*PROBLEM TO SOLVE:* Please turn the whole listing below into a numbered list, one line per entry, with blank lines left out.

◇ ◇ ◇ ◇ ◇ ◇ ◇

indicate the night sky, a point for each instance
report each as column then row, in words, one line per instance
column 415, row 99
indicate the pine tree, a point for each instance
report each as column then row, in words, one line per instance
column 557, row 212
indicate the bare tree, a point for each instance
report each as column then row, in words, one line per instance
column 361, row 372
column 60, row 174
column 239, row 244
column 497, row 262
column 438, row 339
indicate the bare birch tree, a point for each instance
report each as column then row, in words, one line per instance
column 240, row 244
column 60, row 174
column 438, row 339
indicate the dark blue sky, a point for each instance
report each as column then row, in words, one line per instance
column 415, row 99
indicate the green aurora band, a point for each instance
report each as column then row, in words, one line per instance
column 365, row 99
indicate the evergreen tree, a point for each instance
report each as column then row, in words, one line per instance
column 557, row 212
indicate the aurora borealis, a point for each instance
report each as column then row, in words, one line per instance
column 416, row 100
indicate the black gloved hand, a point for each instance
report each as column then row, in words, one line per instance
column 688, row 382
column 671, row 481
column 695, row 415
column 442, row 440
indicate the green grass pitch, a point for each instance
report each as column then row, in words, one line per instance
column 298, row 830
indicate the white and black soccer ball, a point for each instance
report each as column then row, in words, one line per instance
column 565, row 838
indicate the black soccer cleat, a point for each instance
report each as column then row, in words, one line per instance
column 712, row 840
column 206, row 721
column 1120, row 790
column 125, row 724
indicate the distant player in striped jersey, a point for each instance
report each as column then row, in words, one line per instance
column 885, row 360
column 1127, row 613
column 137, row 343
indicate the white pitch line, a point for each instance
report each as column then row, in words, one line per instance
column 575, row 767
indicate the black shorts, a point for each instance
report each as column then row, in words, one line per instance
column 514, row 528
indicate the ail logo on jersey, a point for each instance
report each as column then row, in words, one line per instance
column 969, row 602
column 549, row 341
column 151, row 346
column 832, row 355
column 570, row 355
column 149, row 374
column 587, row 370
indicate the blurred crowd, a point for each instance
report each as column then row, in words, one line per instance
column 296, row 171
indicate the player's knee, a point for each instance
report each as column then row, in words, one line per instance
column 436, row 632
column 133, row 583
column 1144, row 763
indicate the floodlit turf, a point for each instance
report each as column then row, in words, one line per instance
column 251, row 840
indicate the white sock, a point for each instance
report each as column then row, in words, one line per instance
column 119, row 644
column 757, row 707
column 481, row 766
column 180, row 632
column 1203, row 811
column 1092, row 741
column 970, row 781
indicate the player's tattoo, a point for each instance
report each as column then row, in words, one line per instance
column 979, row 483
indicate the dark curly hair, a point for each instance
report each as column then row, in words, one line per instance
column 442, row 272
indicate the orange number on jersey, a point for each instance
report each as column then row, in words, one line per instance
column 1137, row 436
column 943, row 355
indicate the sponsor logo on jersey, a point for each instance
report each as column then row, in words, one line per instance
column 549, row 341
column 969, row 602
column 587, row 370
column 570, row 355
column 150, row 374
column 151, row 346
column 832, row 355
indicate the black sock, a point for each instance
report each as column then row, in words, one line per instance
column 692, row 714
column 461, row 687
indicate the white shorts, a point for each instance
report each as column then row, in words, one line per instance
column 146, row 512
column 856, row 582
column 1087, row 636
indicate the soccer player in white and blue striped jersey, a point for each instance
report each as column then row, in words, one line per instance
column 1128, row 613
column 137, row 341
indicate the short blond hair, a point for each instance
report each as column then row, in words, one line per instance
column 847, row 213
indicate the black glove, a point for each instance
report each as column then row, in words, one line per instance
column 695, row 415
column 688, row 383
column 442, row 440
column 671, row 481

◇ ◇ ◇ ◇ ◇ ◇ ◇

*CORRECT ANSWER:*
1. indicate the night sky, a point for each instance
2. report each as column then row, in words, one line per instance
3. column 415, row 99
4. indicate the pine tree, a point for each instance
5. report each as column then row, in words, one line per instance
6. column 557, row 212
7. indicate the bare tree, a point for each instance
8. report each as column then row, in words, one line per instance
9. column 361, row 372
10. column 60, row 174
11. column 239, row 244
12. column 497, row 262
13. column 438, row 339
14. indicate the bare birch tree, a point for each instance
15. report each as column then row, in words, one line per instance
16. column 240, row 244
17. column 60, row 174
18. column 438, row 339
19. indicate the dark blue sky, a point for each instance
20. report each as column then row, in words, one line per instance
21. column 415, row 99
22. indicate the green aurora band, a point for each instance
23. report each as column then row, in words, one line per instance
24. column 365, row 99
25. indicate the evergreen tree, a point for each instance
26. report each as column then row, in words, one line per instance
27. column 557, row 212
28. indicate the aurora borealis, a point for each instance
29. report each as column then row, in words, one line per instance
30. column 416, row 100
31. indicate the black gloved hand, a point for each instance
32. report each as column then row, in words, one line per instance
33. column 688, row 382
34. column 671, row 481
35. column 695, row 415
36. column 442, row 440
37. indicate the green grass pitch, a point for each instance
38. report each as column then row, in words, one line per instance
39. column 298, row 830
40. indicate the white and black soccer ball, a point for each instance
41. report each as column then row, in words, one line per instance
42. column 565, row 838
43. indicate the black soccer cleat, a point for each instance
44. report each as column then row, in words, one line per instance
45. column 712, row 840
46. column 206, row 721
47. column 1120, row 790
48. column 125, row 724
49. indicate the distant player in striped jersey, a point for each instance
50. report each as column then row, in words, one line per instance
51. column 885, row 360
52. column 1127, row 613
53. column 137, row 343
54. indicate the white pitch line, a point for each instance
55. report each as column then row, in words, one line per instance
56. column 575, row 767
57. indicate the black shorts, a point for each instance
58. report each as column then row, in words, one line per instance
59. column 514, row 528
60. indicate the ail logo on jersey, a point for each instance
61. report each as column then row, in words, one line per instance
62. column 969, row 602
63. column 549, row 341
64. column 151, row 346
65. column 832, row 355
66. column 570, row 355
67. column 149, row 374
68. column 587, row 370
69. indicate the blurred crowd, a point for each instance
70. report each as column then row, in words, one line per instance
71. column 296, row 171
72. indicate the player's knee, a point for each instance
73. report each as column then row, in words, one line per instance
74. column 436, row 632
75. column 133, row 583
76. column 1144, row 763
77. indicate the floodlit turf, a point for each instance
78. report each as column then row, in words, one line per instance
79. column 251, row 840
80. indicate the white sock, a point for each instance
81. report each as column then row, in words, one line per instance
82. column 119, row 644
83. column 757, row 707
84. column 481, row 766
85. column 180, row 632
86. column 1203, row 811
87. column 1092, row 741
88. column 970, row 781
89. indicate the player's tattoo, a point for each instance
90. report each as column then row, in words, one line per instance
91. column 979, row 483
92. indicate the dark curly hair, a point for each instance
93. report each as column then row, in words, one line per instance
94. column 442, row 272
95. indicate the orange number on jersey, a point for each instance
96. report each as column then row, in words, one line per instance
97. column 1137, row 436
98. column 943, row 355
99. indicate the sponsor logo on jersey, a point for each instance
100. report each as column then row, in words, one line per instance
101. column 549, row 341
102. column 969, row 602
103. column 587, row 370
104. column 570, row 355
105. column 150, row 374
106. column 151, row 346
107. column 832, row 355
108. indicate the black sock, a point for each instance
109. report each as column then row, in words, one line per instance
110. column 692, row 714
111. column 461, row 687
112. indicate the white shorts, a point for each instance
113. report each as column then row, in words, one line per instance
114. column 146, row 512
115. column 856, row 582
116. column 1087, row 636
117. indicate the soccer player in white and blue striped jersey, a point for each instance
118. report each as column then row, in words, one line per instance
119. column 1128, row 613
120. column 137, row 341
121. indicate the short blond hair, a point for each instance
122. report each as column then row, in words, one line per instance
123. column 847, row 213
124. indicate the black glove, a point for each instance
125. report each as column then row, in words, one line per instance
126. column 695, row 415
127. column 688, row 383
128. column 442, row 440
129. column 671, row 481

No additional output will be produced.